** Information provided **
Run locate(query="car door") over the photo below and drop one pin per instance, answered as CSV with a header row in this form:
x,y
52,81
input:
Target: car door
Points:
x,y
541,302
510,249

** Exercise directions **
Will you return the records above unchanged, line for line?

** Result of this exercise **
Run locate(query="car door") over the photo below and drop one pin per instance, answered as CSV with a header row in this form:
x,y
52,81
input:
Target: car door
Points:
x,y
541,302
510,249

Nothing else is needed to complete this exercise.